* _TEXT BLOCK_:
(begin)

The thing that tripped me up (total newbie stuff I’m sure) was that I couldn’t tell with the super clip stuff was processing the original stems and I wasn’t sure how to then reopen those super clips and export the stems…

I’m not sure what you mean here. You haven’t yet described how you are using the program and you haven’t actually confirmed you are using the Meta Normalizer. So I’m just guessing here. I’d suggest you get to know all about super clips from the manual. And as I mentioned, it’s worth getting to know the Meta Normalizer in all its details. It’s super powerful but requires detailed knowledge about its operation and also knowledge about the theory of loudness. All the info about Meta Normalizer is in the manual.

(end)

* _WHAT IS ASKED_:
Pick up the discussion of super clips and the Meta Normalizer after its final sentence and keep writing it. The items after this point are not needed.

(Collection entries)

(begin)

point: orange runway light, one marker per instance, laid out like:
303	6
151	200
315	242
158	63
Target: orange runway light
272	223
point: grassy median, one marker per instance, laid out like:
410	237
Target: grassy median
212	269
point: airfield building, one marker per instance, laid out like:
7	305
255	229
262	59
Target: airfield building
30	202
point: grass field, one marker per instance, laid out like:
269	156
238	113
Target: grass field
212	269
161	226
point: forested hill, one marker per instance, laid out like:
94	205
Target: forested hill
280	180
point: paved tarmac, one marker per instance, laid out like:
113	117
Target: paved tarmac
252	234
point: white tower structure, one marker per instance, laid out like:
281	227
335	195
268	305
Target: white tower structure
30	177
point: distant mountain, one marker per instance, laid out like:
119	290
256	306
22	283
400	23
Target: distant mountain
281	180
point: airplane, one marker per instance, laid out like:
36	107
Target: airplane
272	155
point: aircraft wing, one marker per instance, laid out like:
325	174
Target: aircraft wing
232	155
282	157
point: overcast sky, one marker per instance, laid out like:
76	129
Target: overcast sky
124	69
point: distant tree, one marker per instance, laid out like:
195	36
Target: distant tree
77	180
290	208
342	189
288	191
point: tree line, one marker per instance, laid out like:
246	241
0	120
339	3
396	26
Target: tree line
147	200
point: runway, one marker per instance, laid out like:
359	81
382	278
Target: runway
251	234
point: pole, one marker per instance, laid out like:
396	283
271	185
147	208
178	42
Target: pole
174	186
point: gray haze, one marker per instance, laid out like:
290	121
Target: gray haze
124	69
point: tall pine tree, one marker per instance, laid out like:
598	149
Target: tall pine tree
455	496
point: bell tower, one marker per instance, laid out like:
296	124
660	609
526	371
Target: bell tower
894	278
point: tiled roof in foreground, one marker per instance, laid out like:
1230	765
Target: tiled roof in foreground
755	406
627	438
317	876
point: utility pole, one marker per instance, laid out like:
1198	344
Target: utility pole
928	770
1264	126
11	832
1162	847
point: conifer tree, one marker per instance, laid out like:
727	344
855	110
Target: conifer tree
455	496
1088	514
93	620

(end)

* _EXERCISE RESULT_:
If you mean that you weren’t sure if the super clip or the stems in the clip are being processed by Meta Normalizer then of course it depends exactly what you have selected or opened at the time that you use it. If you want to have more of an idea about what Meta Normalizer is processing note that it has log and test options. If you check these options you’ll get a list of exactly what is being processed and how before you do the processing. This might help you. The log and test options are also a good way of doing an analysis of an entire montage since it shows the original loudness data and peaks for all clips… so this might help you when analysing the loudness of your stems. Log and test allow you to experiment with the results without actually processing anything.

Yes, this is all stuff I need to look more deeply in to. I just didn’t have time to do it for this last job because it needed to be done last Monday. :wink: Thanks for the hints and ideas! I look forward to getting to spend more time with Wavelab in a week or so…

Good luck with it! IMO spending some time with Wavelab will get you some great results.